> [Textausschnitt]:

# Aalangeln in norge



## Alijunior™ (5. Juni 2004)

hallo
am 23.07 ist es endlich so weit! wer hat erfahrung mit der Aalangelei in norge und was sollte man beachten? lohnt es sich?? alles sone offnen frgaen ... bidde beantworten
Alex


----------



## Jirko (5. Juni 2004)

*AW: Aalangeln in norge*

hallo alijunior #h

die aalpirsch war schon einigemale thema in unserem AB: schau mal hier, hier und stöbere mal hier ein büschen 

nur soviel alijunior, der aalansitz an norwegens küstenregionen ist mitunter sehr erfolgreich! wünsch dir prächtige schleicher #h

PS: hab´s ganz vergessen zu fragen: süßwasser oder salzwasser? #h


----------



## Alijunior™ (5. Juni 2004)

*AW: Aalangeln in norge*

na da wo es am erfolgreichsten ist!
wir habn alles in der nähe


----------



## Blenni (6. Juni 2004)

*AW: Aalangeln in norge*

Hallo, vor einiger Zeit wurde ein schöner Beitrag unter Reiseberichte übers Aalangeln eingestellt. Das war, glaube ich letztes Jahr im Sommer. Leider kann ich den Beitrag nicht mehr finden. Ich kann mich aber erinnern, das möglichst Miesmuschelbänke vorhanden sein sollen. Wenn ich aber die Suchfunktion mit Miesmuschel und Aal benutze, kommt kein Ergebnis.

> [Aufgabe]: Nenne alle Beiträge des Forenthreads über das Aalangeln in Norwegen in ihrer Reihenfolge, jeweils mit Verfasser und Datum.

> [Datensätze]:
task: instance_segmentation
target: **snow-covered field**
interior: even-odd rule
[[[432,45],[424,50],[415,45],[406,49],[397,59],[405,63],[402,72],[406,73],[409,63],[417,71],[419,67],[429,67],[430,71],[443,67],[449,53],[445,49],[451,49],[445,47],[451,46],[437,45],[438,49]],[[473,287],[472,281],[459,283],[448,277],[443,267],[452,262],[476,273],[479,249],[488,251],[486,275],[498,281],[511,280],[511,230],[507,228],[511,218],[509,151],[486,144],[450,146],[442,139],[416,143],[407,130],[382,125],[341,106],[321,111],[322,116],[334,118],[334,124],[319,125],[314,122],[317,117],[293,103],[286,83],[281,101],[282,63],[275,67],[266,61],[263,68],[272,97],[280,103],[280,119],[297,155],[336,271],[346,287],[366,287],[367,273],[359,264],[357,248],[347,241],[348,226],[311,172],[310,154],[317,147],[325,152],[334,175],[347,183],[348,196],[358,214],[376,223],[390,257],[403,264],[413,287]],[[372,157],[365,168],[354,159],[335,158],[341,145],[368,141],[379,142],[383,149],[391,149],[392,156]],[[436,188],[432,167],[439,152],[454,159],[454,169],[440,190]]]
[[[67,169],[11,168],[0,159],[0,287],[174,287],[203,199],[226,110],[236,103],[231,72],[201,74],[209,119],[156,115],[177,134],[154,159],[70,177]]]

==

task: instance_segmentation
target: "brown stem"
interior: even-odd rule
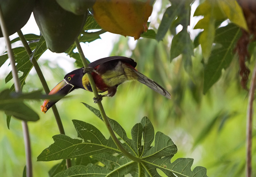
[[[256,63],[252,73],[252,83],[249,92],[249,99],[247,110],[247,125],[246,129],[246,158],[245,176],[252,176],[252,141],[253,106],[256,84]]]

* * *

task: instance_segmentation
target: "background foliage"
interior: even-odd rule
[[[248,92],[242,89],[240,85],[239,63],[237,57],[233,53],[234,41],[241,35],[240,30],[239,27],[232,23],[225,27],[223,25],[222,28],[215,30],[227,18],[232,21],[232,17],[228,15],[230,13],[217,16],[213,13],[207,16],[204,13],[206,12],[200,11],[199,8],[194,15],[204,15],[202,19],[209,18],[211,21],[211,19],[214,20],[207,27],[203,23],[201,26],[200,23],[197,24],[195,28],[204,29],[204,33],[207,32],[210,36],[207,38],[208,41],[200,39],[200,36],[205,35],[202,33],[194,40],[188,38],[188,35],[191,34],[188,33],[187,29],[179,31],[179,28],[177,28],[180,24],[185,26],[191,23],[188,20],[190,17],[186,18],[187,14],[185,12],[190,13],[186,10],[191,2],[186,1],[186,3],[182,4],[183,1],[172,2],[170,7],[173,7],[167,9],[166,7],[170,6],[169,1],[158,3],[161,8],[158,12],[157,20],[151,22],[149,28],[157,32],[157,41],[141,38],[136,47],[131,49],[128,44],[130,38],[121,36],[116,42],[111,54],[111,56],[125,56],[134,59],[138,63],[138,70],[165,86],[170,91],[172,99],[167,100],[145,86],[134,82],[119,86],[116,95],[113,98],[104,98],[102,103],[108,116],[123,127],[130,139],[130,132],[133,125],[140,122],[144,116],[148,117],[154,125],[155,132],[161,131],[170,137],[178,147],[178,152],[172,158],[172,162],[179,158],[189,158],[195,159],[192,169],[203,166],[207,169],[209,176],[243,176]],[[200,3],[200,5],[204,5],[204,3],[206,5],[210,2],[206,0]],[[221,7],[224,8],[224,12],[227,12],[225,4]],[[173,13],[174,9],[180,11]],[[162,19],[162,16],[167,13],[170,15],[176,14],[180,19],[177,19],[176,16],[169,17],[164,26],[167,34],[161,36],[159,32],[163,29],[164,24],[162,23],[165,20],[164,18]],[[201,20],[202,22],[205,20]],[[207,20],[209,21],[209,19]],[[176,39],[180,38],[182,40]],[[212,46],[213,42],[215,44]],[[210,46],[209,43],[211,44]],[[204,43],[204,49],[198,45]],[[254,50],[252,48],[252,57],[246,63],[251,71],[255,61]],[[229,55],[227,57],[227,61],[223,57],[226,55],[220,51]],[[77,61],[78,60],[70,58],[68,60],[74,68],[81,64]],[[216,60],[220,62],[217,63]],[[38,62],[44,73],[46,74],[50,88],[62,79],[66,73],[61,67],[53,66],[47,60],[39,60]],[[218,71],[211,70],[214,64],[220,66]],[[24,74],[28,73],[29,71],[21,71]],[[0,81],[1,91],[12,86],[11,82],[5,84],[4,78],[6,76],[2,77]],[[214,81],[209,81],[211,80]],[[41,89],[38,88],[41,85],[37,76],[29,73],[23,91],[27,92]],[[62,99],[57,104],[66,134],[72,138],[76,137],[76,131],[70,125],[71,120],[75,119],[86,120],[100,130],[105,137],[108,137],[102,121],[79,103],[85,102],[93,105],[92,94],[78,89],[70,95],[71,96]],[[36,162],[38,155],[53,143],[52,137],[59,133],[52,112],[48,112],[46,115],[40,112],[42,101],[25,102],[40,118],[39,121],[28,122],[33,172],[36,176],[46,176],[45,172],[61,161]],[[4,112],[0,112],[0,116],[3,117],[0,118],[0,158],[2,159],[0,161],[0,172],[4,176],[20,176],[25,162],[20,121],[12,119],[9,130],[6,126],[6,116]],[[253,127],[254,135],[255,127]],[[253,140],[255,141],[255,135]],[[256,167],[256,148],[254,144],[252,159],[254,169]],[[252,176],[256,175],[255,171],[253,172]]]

> [Antwort]: Der erste Beitrag stammt von Alijunior™ vom 5. Juni 2004. Der zweite Beitrag stammt von Jirko vom 5. Juni 2004. Der dritte Beitrag stammt wieder von Alijunior™ vom 5. Juni 2004. Der vierte Beitrag stammt von Blenni vom 6. Juni 2004.